[Source extract]
_ _ _ _ _ _ _
The Weight of Love

 

There are many ways in which we learn love: what it is, how to give it, and how to receive it. I like to think that we never stop learning love; this has certainly been true for me. Often, we first learn by watching those around us experience love. Next, we typically learn by trying to love, and failing.

However, sometimes we learn love in less-expected ways. For me, one of those unpredictable, teachable moments took place during a part-time job I held in college at an assisted living community that specialized in dementia care. I connected with many residents during my time there, but one whose life and story I hold particularly dear is Walter’s.*

Walter was limited in speech, often speaking in fragments that didn’t entirely fit together. He was confined to a wheelchair and kept to himself. He never had any visitors. His wife had passed before him, and he had no children, only relatives who lived in another state.

I sat with Walter at meal times. When he spoke, I listened. When he was quiet, we shared the silence. After dinner, I sometimes wheeled him around the community, telling him about my day and what I was doing later, commenting on the garden just outside that window there, pointing, look how the poppies are opening their faces to the sun.
_ _ _ _ _ _ _
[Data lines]
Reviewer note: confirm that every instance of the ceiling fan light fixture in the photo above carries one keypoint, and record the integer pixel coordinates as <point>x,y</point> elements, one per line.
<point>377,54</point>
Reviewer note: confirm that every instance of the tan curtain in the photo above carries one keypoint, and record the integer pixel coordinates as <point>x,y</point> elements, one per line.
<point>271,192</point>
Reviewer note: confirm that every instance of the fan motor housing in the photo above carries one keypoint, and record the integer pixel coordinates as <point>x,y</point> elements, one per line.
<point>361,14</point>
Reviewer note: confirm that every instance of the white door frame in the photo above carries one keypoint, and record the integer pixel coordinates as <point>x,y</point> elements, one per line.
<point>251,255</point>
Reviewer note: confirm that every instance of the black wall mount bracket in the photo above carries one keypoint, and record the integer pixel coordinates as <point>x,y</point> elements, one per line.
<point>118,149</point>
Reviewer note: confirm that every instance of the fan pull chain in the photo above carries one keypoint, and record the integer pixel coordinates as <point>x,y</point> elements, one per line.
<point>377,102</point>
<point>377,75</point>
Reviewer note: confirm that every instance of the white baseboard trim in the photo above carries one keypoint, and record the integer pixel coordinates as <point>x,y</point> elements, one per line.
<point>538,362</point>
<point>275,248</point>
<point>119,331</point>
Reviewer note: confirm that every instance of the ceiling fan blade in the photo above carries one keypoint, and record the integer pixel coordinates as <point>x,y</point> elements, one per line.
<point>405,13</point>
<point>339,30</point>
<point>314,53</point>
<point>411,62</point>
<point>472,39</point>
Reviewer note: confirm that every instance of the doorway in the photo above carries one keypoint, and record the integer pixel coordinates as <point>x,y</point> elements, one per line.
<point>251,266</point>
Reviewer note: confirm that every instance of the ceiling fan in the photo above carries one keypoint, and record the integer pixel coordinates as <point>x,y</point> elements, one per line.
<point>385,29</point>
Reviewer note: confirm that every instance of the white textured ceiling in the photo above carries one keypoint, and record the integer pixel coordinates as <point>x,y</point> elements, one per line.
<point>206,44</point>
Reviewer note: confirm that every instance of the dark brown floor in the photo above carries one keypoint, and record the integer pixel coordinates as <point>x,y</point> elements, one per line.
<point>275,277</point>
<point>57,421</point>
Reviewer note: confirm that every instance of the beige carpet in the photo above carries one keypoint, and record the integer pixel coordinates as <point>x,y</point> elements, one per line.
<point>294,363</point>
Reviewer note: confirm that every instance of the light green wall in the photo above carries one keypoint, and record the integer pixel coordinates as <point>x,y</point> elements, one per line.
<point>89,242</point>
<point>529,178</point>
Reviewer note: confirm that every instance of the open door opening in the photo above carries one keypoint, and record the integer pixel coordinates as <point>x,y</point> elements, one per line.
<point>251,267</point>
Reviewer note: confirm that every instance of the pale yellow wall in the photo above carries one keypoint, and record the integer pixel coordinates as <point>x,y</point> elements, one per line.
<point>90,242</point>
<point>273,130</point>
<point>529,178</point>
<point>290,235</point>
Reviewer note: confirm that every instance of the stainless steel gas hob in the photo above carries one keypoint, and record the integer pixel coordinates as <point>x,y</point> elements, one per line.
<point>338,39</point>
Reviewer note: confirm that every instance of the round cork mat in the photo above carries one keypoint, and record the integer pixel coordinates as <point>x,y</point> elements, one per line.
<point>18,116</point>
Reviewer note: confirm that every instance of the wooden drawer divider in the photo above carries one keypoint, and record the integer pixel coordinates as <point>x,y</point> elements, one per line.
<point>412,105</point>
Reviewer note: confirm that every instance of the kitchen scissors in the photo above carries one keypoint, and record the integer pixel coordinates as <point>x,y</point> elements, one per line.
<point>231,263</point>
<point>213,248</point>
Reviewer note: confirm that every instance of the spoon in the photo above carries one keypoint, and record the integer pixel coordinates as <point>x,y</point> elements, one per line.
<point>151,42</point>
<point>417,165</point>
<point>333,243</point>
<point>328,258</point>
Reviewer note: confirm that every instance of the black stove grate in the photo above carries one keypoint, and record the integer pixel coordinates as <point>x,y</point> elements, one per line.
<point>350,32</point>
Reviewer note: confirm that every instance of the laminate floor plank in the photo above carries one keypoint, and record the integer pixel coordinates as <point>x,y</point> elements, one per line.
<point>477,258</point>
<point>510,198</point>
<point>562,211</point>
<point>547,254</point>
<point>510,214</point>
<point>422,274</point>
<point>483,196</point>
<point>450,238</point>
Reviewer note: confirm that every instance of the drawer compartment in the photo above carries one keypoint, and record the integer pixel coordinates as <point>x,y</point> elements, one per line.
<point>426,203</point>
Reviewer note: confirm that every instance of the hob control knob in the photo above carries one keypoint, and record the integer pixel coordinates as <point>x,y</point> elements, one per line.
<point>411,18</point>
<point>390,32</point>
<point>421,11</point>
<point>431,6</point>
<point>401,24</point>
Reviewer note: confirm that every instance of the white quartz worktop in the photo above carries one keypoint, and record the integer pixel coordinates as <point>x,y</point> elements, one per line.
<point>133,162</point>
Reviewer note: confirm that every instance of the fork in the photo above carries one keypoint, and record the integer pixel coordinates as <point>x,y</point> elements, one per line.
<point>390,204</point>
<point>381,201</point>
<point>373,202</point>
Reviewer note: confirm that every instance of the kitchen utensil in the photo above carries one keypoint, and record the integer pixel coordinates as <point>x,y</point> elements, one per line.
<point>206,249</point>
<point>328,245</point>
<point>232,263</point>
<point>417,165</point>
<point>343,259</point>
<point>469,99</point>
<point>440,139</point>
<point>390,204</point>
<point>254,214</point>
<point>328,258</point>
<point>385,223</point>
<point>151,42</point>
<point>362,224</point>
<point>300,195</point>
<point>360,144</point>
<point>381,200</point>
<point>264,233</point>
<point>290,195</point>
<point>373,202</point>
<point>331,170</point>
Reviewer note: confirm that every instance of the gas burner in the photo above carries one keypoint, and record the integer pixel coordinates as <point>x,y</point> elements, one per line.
_ _ _ _ _ _ _
[Given instruction 1] Please repeat the essay on learning love word for word, from "Walter was limited" up to and including "in another state.".
[Given instruction 2]
Answer these questions from the essay on learning love:
(a) What kind of place was the writer's part-time college job at?
(b) Who had died before Walter?
(c) Which flowers does the writer point out in the garden?

[Exercise answer 1]
Walter was limited in speech, often speaking in fragments that didn’t entirely fit together. He was confined to a wheelchair and kept to himself. He never had any visitors. His wife had passed before him, and he had no children, only relatives who lived in another state.

[Exercise answer 2]
(a) An assisted living community that specialized in dementia care.
(b) His wife.
(c) Poppies.